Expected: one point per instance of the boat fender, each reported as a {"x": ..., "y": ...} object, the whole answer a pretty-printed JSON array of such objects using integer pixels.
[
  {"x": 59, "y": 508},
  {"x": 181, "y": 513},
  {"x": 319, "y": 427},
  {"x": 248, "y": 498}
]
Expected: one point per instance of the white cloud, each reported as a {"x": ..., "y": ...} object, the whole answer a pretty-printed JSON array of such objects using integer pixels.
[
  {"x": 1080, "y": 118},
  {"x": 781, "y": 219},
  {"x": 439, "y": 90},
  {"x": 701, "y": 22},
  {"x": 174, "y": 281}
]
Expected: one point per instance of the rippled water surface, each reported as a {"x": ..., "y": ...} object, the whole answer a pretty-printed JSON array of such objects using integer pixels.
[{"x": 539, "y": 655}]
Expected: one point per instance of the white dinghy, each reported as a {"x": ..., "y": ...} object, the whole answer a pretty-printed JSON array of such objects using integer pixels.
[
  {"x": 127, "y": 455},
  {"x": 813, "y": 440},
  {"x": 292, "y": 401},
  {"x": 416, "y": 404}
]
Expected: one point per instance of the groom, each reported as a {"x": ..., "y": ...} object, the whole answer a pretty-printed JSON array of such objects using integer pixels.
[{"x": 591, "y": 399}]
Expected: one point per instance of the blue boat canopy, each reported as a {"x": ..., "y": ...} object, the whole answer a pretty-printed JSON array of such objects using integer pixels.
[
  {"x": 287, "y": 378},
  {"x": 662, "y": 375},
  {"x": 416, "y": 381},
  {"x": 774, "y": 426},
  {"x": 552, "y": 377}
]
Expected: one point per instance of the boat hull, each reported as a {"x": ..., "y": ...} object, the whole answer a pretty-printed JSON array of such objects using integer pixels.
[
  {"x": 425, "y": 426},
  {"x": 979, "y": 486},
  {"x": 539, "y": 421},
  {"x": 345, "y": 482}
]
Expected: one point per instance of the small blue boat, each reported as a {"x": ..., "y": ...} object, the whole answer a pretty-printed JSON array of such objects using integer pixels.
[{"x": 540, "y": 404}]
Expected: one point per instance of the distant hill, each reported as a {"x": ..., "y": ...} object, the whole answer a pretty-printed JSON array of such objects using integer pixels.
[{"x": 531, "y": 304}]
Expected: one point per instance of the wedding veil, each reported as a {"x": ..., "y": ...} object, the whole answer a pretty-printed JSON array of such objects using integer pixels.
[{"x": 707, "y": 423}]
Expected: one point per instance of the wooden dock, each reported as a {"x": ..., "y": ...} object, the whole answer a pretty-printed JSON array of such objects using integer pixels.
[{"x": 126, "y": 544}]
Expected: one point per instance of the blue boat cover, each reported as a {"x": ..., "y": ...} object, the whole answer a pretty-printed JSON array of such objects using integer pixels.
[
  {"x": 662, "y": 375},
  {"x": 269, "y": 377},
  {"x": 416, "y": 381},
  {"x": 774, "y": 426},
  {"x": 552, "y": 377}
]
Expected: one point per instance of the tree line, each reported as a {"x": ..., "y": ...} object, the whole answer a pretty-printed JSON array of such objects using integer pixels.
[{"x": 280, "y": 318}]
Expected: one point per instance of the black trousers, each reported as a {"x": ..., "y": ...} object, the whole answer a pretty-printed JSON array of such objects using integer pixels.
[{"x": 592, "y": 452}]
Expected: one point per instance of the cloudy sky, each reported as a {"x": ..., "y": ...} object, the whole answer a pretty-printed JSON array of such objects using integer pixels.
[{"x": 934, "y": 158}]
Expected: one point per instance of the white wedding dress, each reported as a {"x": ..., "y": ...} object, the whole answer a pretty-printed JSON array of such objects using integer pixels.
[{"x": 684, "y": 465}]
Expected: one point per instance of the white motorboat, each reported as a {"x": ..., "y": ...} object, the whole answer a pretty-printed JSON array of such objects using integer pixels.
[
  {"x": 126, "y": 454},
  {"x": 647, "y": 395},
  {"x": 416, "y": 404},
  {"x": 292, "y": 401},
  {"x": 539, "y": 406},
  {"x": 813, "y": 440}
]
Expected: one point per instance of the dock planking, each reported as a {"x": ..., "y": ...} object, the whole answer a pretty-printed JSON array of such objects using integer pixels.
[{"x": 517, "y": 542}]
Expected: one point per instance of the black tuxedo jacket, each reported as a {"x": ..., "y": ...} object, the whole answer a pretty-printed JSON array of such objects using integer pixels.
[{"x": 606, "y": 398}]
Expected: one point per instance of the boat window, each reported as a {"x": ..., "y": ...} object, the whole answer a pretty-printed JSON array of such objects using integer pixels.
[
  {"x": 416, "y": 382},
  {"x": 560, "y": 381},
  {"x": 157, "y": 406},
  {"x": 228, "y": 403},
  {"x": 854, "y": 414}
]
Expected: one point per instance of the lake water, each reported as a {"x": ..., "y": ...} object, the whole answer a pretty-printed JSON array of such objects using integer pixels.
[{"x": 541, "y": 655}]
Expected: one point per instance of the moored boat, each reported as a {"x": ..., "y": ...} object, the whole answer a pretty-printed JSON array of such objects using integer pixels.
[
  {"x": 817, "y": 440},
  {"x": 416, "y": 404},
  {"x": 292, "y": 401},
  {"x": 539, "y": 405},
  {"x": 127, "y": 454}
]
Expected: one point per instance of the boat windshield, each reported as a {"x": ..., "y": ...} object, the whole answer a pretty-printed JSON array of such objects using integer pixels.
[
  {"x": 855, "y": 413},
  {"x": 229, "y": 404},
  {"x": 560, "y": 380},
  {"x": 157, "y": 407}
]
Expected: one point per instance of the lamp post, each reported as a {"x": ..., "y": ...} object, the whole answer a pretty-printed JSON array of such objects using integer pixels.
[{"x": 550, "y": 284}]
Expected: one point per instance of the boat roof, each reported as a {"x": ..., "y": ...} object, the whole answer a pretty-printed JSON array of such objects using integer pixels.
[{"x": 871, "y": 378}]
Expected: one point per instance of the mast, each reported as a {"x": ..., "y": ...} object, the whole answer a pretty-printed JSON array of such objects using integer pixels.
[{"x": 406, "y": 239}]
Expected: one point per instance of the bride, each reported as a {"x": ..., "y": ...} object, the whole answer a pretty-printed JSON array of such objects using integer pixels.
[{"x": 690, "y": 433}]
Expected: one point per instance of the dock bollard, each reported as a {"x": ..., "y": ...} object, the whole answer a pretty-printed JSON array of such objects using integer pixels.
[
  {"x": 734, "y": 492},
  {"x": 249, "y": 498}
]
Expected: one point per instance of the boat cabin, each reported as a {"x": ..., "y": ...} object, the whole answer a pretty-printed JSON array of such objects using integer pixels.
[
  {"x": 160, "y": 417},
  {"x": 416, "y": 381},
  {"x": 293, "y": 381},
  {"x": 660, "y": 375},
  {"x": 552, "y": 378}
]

Assignment: Retype all of the data shown above, word for word.

Expected answer:
Expected: one point per instance of the boat fender, each reported as a {"x": ..., "y": ...} object, the whole answer a pretty-printed JSON array of such objects using integer pixels.
[
  {"x": 59, "y": 508},
  {"x": 181, "y": 513},
  {"x": 319, "y": 427},
  {"x": 248, "y": 498}
]
Expected: one point per instance of the white cloud, each reported as a {"x": ..., "y": ...} object, the whole answer a pretty-printed JSON array of such objects using integer pixels.
[
  {"x": 1080, "y": 118},
  {"x": 781, "y": 219},
  {"x": 439, "y": 90},
  {"x": 701, "y": 22},
  {"x": 174, "y": 281}
]
Expected: one point per instance of the rippled water surface, each reported as a {"x": ..., "y": ...} object, the whole answer a pretty-printed JSON array of such objects using integer pixels.
[{"x": 539, "y": 655}]
Expected: one point per instance of the white dinghy, each reported as a {"x": ..., "y": ...} object, the whole answer a pretty-printed JSON array of such objects using integer pixels.
[
  {"x": 127, "y": 455},
  {"x": 813, "y": 440},
  {"x": 292, "y": 401},
  {"x": 416, "y": 404}
]
Expected: one point per instance of the groom, each reported as a {"x": ..., "y": ...} object, the whole answer a pretty-printed JSON array of such objects using integer pixels.
[{"x": 591, "y": 399}]
Expected: one point per instance of the blue boat canopy, each reported as a {"x": ..., "y": ...} object, the whole answer a pretty-printed JSON array of such objects using integer pixels.
[
  {"x": 287, "y": 378},
  {"x": 662, "y": 375},
  {"x": 416, "y": 381},
  {"x": 774, "y": 426},
  {"x": 552, "y": 377}
]
Expected: one point per instance of the boat hull, each reported as a {"x": ..., "y": ...} object, the whole answer a pretty-printed JSON array of such objects using integer pixels.
[
  {"x": 425, "y": 426},
  {"x": 979, "y": 486},
  {"x": 539, "y": 421},
  {"x": 345, "y": 482}
]
Expected: one point per instance of the small blue boat, each reported as a {"x": ..., "y": ...} object, the whole answer a pretty-printed JSON array of such objects using integer pixels.
[{"x": 540, "y": 404}]
Expected: one point per instance of the distant hill, each reported as a {"x": ..., "y": ...} object, the whole answer a pretty-printed JSON array of such objects using integer pixels.
[{"x": 531, "y": 304}]
Expected: one point per instance of the wedding veil, each reported as a {"x": ..., "y": ...} object, the whole answer a pretty-printed JSON array of such objects using integer pixels.
[{"x": 707, "y": 423}]
Expected: one point per instance of the wooden dock, each reported as a {"x": ..., "y": ...} object, the whole answer a pretty-printed JSON array of such objects using integer pixels.
[{"x": 126, "y": 544}]
Expected: one point per instance of the blue boat cover, each reported as a {"x": ..., "y": ...} object, the whole answer a pretty-printed JSON array of such objects using integer pixels.
[
  {"x": 662, "y": 375},
  {"x": 269, "y": 377},
  {"x": 416, "y": 381},
  {"x": 774, "y": 426},
  {"x": 552, "y": 377}
]
Expected: one point per instance of the tree line, each reported as a {"x": ..., "y": ...} object, the whole answer a pretty-printed JSON array of such objects using integer pixels.
[{"x": 280, "y": 318}]
Expected: one point per instance of the black trousers, each reported as a {"x": ..., "y": ...} object, the whole answer a pretty-printed JSON array of such objects using integer pixels.
[{"x": 592, "y": 452}]
Expected: one point per instance of the cloudy sky, each reported as a {"x": ..., "y": ...} object, the whole answer a pretty-printed JSON array of such objects using integer pixels.
[{"x": 934, "y": 158}]
Expected: one point per instance of the white wedding dress, each reported as a {"x": ..., "y": ...} object, the whole answer a pretty-printed JSON array of such objects using integer pixels.
[{"x": 684, "y": 465}]
Expected: one point per instance of the white motorboat, each reported as a {"x": ..., "y": ...} object, the whole answer a pretty-printed JSON array of such objects using integer pixels.
[
  {"x": 126, "y": 454},
  {"x": 647, "y": 395},
  {"x": 416, "y": 404},
  {"x": 292, "y": 401},
  {"x": 539, "y": 406},
  {"x": 813, "y": 440}
]
Expected: one point per instance of the dock planking, each reported as a {"x": ..., "y": ...} object, the whole answer a pretty-printed JSON array of such objects using integer pixels.
[{"x": 517, "y": 542}]
Expected: one point per instance of the black tuxedo jacket, each reported as a {"x": ..., "y": ...} object, the whole answer a pretty-printed JSON array of such objects using integer pixels.
[{"x": 606, "y": 398}]
Expected: one point per instance of the boat window, each reported as a {"x": ..., "y": ...} object, the whole answer a pretty-printed JSON array of such objects using integer pixels.
[
  {"x": 416, "y": 382},
  {"x": 560, "y": 381},
  {"x": 157, "y": 406},
  {"x": 228, "y": 403},
  {"x": 854, "y": 414}
]
Expected: one point per instance of the lake water, each reported as a {"x": ..., "y": ...} object, the whole answer a pretty-printed JSON array of such objects using integer pixels.
[{"x": 541, "y": 655}]
Expected: one point per instance of the moored boat, each reported as a {"x": ..., "y": ...} object, the whole answer a pretty-printed JSON array of such objects using integer pixels.
[
  {"x": 817, "y": 440},
  {"x": 416, "y": 404},
  {"x": 292, "y": 401},
  {"x": 539, "y": 405},
  {"x": 127, "y": 454}
]
Expected: one point per instance of the boat windshield, each reported as a {"x": ..., "y": ...} object, the whole answer a pretty-printed JSON array of such objects using integer pixels.
[
  {"x": 855, "y": 413},
  {"x": 229, "y": 404},
  {"x": 560, "y": 380},
  {"x": 157, "y": 407}
]
Expected: one point per instance of the lamp post, each reported as a {"x": ..., "y": ...} object, the whole answer a pretty-printed JSON array of such objects using integer pixels.
[{"x": 550, "y": 284}]
Expected: one point per instance of the boat roof, each reported as a {"x": ..., "y": ...} object, the whole answer a pretty-printed JSON array of such objects using integer pixels.
[{"x": 871, "y": 378}]
Expected: one point per instance of the mast, each reported as a {"x": ..., "y": ...} object, the whole answer a pretty-printed JSON array of such objects using integer pixels.
[{"x": 406, "y": 239}]
Expected: one point per instance of the bride, each reported as a {"x": ..., "y": ...} object, the whole answer a pretty-printed JSON array of such objects using integer pixels.
[{"x": 690, "y": 433}]
Expected: one point per instance of the dock bollard, each reported as a {"x": ..., "y": ...} object, the whole answer a pretty-printed JSON array of such objects using integer pixels.
[
  {"x": 734, "y": 492},
  {"x": 249, "y": 498}
]
Expected: one point per instance of the boat cabin, each reported as a {"x": ..., "y": ...} object, the whole answer a pretty-printed JSON array of such objects using integer pixels.
[
  {"x": 160, "y": 417},
  {"x": 416, "y": 381},
  {"x": 293, "y": 381},
  {"x": 660, "y": 375},
  {"x": 552, "y": 378}
]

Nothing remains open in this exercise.